§ **Work required**:
Find the line in the entries below that contains "Target: kitchen island". Repeat it exactly, and every line after it through the line that contains "The component shall identify every instance of the white wall".

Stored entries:
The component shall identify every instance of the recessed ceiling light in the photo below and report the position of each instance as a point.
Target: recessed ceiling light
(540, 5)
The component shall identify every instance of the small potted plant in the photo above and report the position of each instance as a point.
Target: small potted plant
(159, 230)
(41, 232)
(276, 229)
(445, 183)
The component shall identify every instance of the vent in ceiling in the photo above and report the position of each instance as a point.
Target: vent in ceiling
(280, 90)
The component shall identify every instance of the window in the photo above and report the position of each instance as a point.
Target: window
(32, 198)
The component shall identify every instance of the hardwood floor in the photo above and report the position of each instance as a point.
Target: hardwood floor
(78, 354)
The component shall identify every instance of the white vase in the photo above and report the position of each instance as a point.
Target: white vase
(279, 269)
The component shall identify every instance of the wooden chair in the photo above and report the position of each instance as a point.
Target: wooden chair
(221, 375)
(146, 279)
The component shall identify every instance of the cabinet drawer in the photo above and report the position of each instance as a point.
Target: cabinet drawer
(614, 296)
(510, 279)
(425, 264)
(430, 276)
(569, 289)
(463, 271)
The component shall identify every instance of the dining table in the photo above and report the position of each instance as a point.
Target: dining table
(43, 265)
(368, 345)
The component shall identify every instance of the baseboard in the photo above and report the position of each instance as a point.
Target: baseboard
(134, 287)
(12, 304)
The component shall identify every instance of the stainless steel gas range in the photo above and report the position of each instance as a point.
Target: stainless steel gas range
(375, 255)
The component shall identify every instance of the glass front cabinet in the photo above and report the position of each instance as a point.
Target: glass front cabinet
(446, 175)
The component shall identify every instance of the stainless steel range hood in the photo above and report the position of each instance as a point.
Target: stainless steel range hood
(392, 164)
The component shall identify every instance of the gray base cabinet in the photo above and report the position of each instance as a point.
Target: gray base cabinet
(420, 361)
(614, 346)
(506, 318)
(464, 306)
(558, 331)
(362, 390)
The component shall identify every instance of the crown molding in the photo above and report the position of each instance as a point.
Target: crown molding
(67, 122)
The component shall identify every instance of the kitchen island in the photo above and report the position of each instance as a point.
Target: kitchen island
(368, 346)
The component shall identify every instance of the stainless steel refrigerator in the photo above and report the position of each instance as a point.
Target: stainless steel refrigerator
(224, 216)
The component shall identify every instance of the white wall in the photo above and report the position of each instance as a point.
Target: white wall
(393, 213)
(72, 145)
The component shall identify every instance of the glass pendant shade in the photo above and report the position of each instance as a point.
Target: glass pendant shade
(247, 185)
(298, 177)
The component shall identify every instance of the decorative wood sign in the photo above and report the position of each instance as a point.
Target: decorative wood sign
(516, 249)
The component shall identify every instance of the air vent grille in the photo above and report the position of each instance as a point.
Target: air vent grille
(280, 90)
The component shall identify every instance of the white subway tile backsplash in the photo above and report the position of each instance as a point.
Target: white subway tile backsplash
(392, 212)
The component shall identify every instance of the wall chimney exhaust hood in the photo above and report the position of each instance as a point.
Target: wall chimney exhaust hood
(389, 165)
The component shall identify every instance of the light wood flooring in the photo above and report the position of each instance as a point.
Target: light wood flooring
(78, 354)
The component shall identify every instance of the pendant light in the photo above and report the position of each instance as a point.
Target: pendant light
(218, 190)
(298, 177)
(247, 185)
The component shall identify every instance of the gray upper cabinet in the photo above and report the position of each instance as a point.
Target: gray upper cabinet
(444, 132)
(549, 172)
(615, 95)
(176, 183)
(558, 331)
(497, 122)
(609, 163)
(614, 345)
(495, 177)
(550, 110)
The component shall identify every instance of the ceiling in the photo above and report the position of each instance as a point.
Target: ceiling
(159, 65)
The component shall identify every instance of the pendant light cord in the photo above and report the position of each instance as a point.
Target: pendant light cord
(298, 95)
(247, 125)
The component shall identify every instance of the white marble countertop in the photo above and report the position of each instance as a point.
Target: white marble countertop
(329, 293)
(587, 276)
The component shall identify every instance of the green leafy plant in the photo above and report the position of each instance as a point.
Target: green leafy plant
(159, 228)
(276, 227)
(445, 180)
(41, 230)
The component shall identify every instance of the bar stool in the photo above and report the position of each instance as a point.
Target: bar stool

§ **Solution to this task**:
Target: kitchen island
(368, 346)
The component shall identify every instance of the stainless steel refrigerator in the photo above and report the position of each instance as a point.
Target: stainless steel refrigerator
(224, 216)
The component shall identify every instance of the white wall in the photo above and report the position of each instance as a point.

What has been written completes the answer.